--- PASSAGE GIVEN ---

Wales Coast Path, day 61: Porthmadog to Cricieth

July 8, 2016 2 Comments

P1090889Dusk on Saturday.  We’re in Cricieth, two days after UKIP’s ‘Independence Day’.  Explosions sound outside the eccentric seaside apartment we’ve rented for the week (it features a very public bath in the front bedroom window, and an impudent fish, Billy Bass, who turns to face you and sings, ‘Don’t worry, be happy’ when you open the toilet door).  Could this be Brexit triumphalism?  The outbreak of civil war?  From our second floor window we can see people in the street, one standing in the middle like Robert Capa with a camera and tripod.  But it’s just fireworks from the castle, a show for the tourists.  We resume our scanning of the weather forecast.  Rain on Sunday, light, then heavy and prolonged.

But the next morning’s dry and we set out for the bus stop, hoping to finish the first day’s short walk without being soaked. The Arriva bus to Porthmadog arrives on time.  Soon, though, the ticket machine collapses, the driver stops the engine and a passenger has to be refunded.  We stutter on to our destination, glad to escape the clutches of Wales’s most luckless transport company.

In the still air Porthmadog harbour has a quiet, exhausted feel, hardly surprising after the night’s celebrations of Wales’s Euros victory over Northern Ireland, settled by an own goal by the opposition – apt after a suicidal majority of Wales citizens voted in favour of leaving the European Union.  There are few people around.  A small group of men chat around the harbour office.  As we walk along the Glaslyn estuary past a long line of boatyards an old man has something amusing to tell us, but about what, and even in which language, we’re at a loss to tell.

P1090908The path climbs past large houses with big views, then descends to the semicircular cove of Borth-y-Gest.  The modest houses and disused chapel that line it show no signs of life, except for a fisherman carrying his rods down to the estuary sands.  Across the low, still water, lying in fingers over the sand spits, the grey hills above Harlech rise in the flat light.  Further north, Cnicht and the Moelwynion have their tops hidden by rainy cloud.  We follow the path into Pen-y-banc nature reserve.  Bracken and willow-herb line the sandy route through trees.  A high wall on the right, made of precisely carved and interlocking slate slabs, is half-smothered by ivy.  We descend to another cove, where the National Trust has buttressed the crumbling path, to Ynys Cyngar, and then turn west, along Black Rock Sands.  We’re mercifully shielded by dunes from the caravan city of Morfa Bychan, and all we can see to the north is the black ridge of Moel-y-Gest.

In the distance we can make out the outline of Criccieth castle, but it slowly fades to grey as rainclouds arrive from the north-west.  Soon we’re in full rain gear, and walking into a healthy downpour.  A few dog-walkers are still about, and some cars and vans that for some unaccountable reason are allowed on the beach.  Wheelmarks scar the hard sand ahead of us.  Eventually the path leaves the beach and heads north up a lane and then along a track, past the happily named farmhouse Pen-y-trip.  Next we descend to sea level and follow the railway line to Criccieth.  The first train of the day isn’t due for a couple of hours, so our multiple crossings of the single track are without risk.

--- SUPPLIED MATERIAL ---

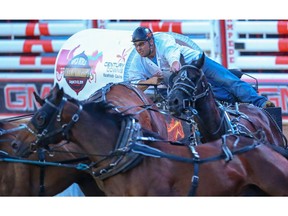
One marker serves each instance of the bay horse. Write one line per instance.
(31, 177)
(191, 95)
(128, 160)
(130, 100)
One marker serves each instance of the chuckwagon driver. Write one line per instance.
(161, 51)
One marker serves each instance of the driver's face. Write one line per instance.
(142, 48)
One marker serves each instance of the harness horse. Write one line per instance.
(130, 160)
(41, 174)
(191, 95)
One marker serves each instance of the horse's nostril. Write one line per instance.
(14, 145)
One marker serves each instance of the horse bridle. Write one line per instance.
(190, 88)
(49, 131)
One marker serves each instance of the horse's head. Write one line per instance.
(186, 87)
(44, 127)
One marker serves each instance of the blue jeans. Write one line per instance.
(228, 87)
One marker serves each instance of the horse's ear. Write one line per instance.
(38, 99)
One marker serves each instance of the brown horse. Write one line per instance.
(134, 102)
(191, 95)
(32, 177)
(127, 162)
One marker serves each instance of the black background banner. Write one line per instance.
(17, 96)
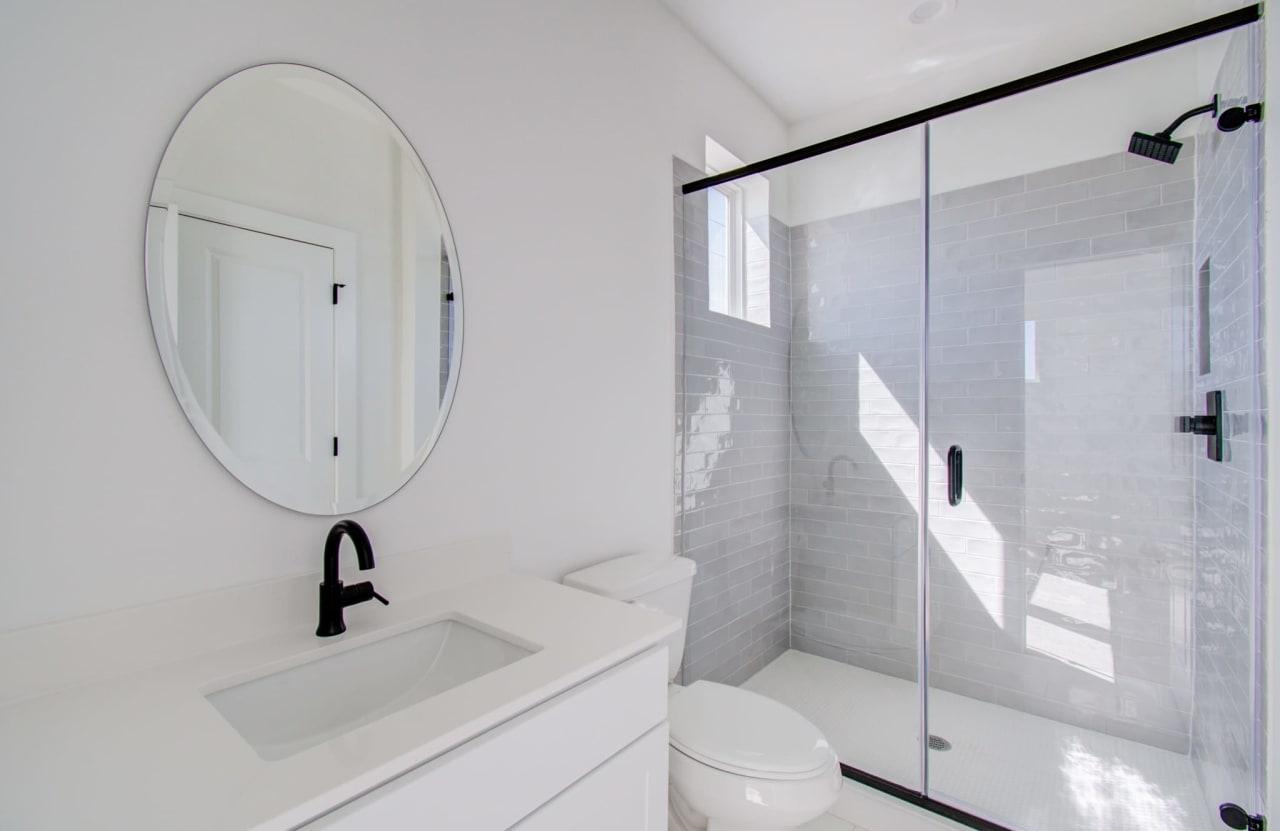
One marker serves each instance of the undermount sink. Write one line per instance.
(287, 712)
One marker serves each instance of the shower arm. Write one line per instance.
(1200, 110)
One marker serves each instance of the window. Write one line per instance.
(737, 241)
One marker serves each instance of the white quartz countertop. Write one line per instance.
(147, 750)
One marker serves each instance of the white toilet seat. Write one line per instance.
(740, 759)
(746, 734)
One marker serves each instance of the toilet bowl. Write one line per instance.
(739, 761)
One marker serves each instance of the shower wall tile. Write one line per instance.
(1228, 608)
(732, 480)
(1096, 254)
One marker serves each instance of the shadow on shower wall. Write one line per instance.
(1061, 584)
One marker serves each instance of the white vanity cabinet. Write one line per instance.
(593, 757)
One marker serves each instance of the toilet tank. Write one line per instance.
(658, 583)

---

▶ _PROBLEMS AND TASKS_
(1) According to the coast path account, why are the repeated crossings of the single railway track without risk?
(2) Reproduce word for word the part of the coast path account that starts with the words containing "But the next" and ends with "luckless transport company.".

▶ _THE ANSWERS_
(1) The first train of the day isn't due for a couple of hours.

(2)
But the next morning’s dry and we set out for the bus stop, hoping to finish the first day’s short walk without being soaked. The Arriva bus to Porthmadog arrives on time.  Soon, though, the ticket machine collapses, the driver stops the engine and a passenger has to be refunded.  We stutter on to our destination, glad to escape the clutches of Wales’s most luckless transport company.